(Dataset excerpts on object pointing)
----
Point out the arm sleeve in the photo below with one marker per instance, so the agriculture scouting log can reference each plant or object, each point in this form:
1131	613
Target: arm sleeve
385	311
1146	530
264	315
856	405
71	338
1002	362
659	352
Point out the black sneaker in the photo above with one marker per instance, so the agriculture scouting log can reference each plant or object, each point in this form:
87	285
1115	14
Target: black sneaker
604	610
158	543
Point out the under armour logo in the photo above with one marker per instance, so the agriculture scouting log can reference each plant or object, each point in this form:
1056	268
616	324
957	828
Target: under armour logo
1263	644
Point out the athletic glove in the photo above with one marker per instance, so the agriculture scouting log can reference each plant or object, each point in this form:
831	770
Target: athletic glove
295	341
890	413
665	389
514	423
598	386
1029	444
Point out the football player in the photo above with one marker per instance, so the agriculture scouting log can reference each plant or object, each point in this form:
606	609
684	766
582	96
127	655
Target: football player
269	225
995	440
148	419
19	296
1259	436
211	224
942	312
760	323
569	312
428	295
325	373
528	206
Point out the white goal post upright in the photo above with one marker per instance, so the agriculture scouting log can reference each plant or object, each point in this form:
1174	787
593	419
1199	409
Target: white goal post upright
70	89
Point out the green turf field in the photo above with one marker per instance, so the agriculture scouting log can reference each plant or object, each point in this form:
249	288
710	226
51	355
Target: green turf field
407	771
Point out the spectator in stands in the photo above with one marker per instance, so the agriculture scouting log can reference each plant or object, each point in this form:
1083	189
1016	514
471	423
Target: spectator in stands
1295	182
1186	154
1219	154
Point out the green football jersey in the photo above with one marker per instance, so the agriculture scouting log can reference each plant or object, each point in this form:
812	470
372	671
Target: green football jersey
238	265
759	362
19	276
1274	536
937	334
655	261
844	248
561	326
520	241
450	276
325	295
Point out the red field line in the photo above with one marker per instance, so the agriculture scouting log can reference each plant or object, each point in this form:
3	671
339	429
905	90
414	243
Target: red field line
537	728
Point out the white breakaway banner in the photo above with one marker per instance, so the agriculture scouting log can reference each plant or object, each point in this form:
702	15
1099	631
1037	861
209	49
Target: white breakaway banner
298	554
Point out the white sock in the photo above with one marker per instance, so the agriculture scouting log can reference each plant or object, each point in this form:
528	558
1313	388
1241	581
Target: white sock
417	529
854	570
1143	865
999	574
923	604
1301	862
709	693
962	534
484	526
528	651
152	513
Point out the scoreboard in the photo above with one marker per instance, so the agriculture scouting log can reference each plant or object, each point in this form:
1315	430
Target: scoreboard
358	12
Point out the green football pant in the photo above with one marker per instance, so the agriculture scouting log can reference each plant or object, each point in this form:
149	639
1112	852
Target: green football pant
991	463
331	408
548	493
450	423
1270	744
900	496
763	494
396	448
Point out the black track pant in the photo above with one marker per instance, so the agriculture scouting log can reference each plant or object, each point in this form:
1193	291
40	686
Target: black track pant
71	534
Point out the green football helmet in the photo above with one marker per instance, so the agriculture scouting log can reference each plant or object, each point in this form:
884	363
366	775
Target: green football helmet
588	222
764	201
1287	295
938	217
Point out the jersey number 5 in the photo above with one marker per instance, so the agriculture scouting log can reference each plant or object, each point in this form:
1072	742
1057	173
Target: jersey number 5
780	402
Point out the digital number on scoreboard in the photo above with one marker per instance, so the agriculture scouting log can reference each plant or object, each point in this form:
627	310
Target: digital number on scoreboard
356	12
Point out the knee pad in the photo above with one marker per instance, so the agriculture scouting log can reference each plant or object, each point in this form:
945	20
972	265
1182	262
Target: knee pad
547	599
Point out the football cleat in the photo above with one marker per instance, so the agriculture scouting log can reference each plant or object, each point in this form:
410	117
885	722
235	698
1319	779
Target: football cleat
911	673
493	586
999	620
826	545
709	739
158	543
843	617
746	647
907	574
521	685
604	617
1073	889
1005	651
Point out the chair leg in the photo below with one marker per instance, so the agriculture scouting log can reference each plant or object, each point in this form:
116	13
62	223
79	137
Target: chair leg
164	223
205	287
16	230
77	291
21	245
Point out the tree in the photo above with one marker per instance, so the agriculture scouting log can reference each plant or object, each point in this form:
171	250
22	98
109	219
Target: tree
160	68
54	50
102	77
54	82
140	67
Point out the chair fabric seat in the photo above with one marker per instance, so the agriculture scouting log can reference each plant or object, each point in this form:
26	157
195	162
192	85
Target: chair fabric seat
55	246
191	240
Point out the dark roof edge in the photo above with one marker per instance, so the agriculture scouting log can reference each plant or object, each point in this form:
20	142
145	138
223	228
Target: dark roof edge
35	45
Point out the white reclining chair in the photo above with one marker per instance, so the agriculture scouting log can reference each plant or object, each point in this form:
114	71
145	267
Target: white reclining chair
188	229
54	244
----
## YOUR GOAL
Please set down each line of the records exactly as given.

## THE SOLUTION
Point out the arm sleeve in the photo below with one marker per instance, so the agriculture scouting log can reference each plant or object, each point in this form:
1131	613
Target: arm sleeve
385	311
1146	530
264	315
856	405
71	338
1002	362
659	352
Point out the black sneaker in the photo above with one marker per instance, so the agriculture scouting log can reference each plant or object, each point in this form:
87	285
1115	14
Target: black sneaker
604	610
158	543
Point out the under armour logo in the photo above with one marker per instance, so the agriculture scouting log can reference each plant or object, each point in this form:
1056	268
616	324
957	828
Target: under armour logo
1263	644
Point out the athletic glove in the photo above with one marker per instance, so the agriculture scouting log can reference each plant or object, each point in this form:
831	770
Target: athletic glove
295	341
890	413
665	389
514	423
598	386
1029	444
Point out the football player in the photo above with one marker per instance, so the agriculture scouting log can reference each plant or object, each point in this form:
606	609
684	766
582	96
127	655
Target: football player
269	225
995	440
148	419
19	296
1259	436
211	224
942	312
760	323
569	312
428	295
325	373
528	206
Point out the white goal post upright in the photo above with one marker per instance, so the agriculture scouting log can reference each plant or object, each point in this form:
1174	787
593	419
1199	409
Target: white goal post upright
70	89
Point out the green turf field in the photo above with one marker per instance, so the agriculture scouting log can reference each plant or object, each point in this form:
249	288
710	226
51	355
Target: green turf field
407	771
Point out the spectator in stands in the photo above with one marker per instance, so the agriculture scouting log can reference each plant or object, each point in this form:
1083	189
1016	514
471	423
Target: spectator in stands
1295	182
1186	154
1219	154
Point out the green football jersey in the photo above with one marker per instance, so the agriculture scouting log can reference each plant or object, each point in this form:
812	470
372	671
Target: green football jersey
238	265
759	362
19	276
1274	536
937	334
655	261
844	248
561	326
520	241
450	276
325	295
Point out the red field line in the photo above with one marker per instance, so the agriculture scouting log can reference each plant or object, each point in this form:
3	671
339	429
905	90
414	243
Target: red field line
537	728
Point out the white breakaway banner in the photo above with one marker per instance, so the agriculture scouting log can reference each plant or object, each point in this form:
702	15
1099	631
1037	861
209	49
Target: white breakaway banner
298	554
Point out the white sock in the photo above with one marker per instance, so the agriculture scouting log can reference each plant or object, each point in this form:
528	558
1313	388
1241	581
Target: white sock
417	529
854	570
1143	865
999	574
923	604
1301	862
709	693
962	534
484	526
528	651
152	513
Point out the scoreboard in the photo above with one marker per instance, so the agriculture scouting log can reference each plant or object, each point in this form:
1315	430
Target: scoreboard
358	12
Point out the green football pant in the photo above with one marker per instance, so the agriculture scouting log can reference each plant or object, each point in this form:
149	639
1112	852
Target: green football pant
991	463
331	408
548	493
450	423
1270	744
900	496
763	494
396	448
Point out the black track pant in the photo above with one marker per instance, so the agriculture scouting log can reference each plant or object, each point in this form:
1193	291
40	686
Target: black track pant
71	534
Point out the green football helmet in the photo above with one marker per instance, so the agriculture scouting log can reference each plant or object, each point in this form:
884	363
366	775
Target: green football helmet
588	222
764	201
1287	295
938	217
Point out the jersey number 5 in the photo above with one marker per instance, so the agriculture scouting log can reference each plant or object, each point in this form:
1072	742
1057	173
Target: jersey number 5
780	402
Point out the digital number on scoreboard in the photo above with one marker per instance, so the agriculture scouting log can reference each plant or object, each point in this form:
627	310
Target: digital number on scoreboard
356	12
Point out the knee pad in the photo above with one marker per instance, so the agriculture scouting log can reference each plant or object, each point in this form:
945	20
972	265
1182	262
Target: knee pad
547	599
Point out the football cleat in the photo above with one marker per instance, so the agriculture scouting log can reference each plant or object, each point in this form:
410	117
885	722
235	698
1319	779
Target: football cleat
911	673
493	586
999	620
826	545
709	739
158	543
843	617
746	647
907	574
521	685
604	617
1073	889
1005	651
Point out the chair leg in the photo below with one marker per instance, so the agriculture scouting log can reference each plant or object, each point in this form:
116	13
62	223
79	137
Target: chair leg
164	223
205	287
16	230
77	291
21	245
Point out the tree in the photo above with one marker per instance, so the agriculture scouting log can reference each plant or object, each point in this form:
171	250
22	98
109	219
Target: tree
160	68
54	50
102	77
54	82
140	67
Point out the chair fabric seat in the photo above with one marker per instance, so the agriculture scouting log can reference each plant or object, each point in this form:
26	157
195	162
192	85
Target: chair fabric seat
55	246
191	240
Point out the dark roof edge in the photo above with one marker per instance, so the agriculture scouting log can reference each plant or object, each point in this form:
20	142
145	138
223	228
Target: dark roof edge
35	45
Point out the white reclining chair in the photo above with one marker per instance, so the agriculture scouting log can reference each plant or object, each point in this form:
114	71
145	267
Target: white reclining chair
188	229
54	244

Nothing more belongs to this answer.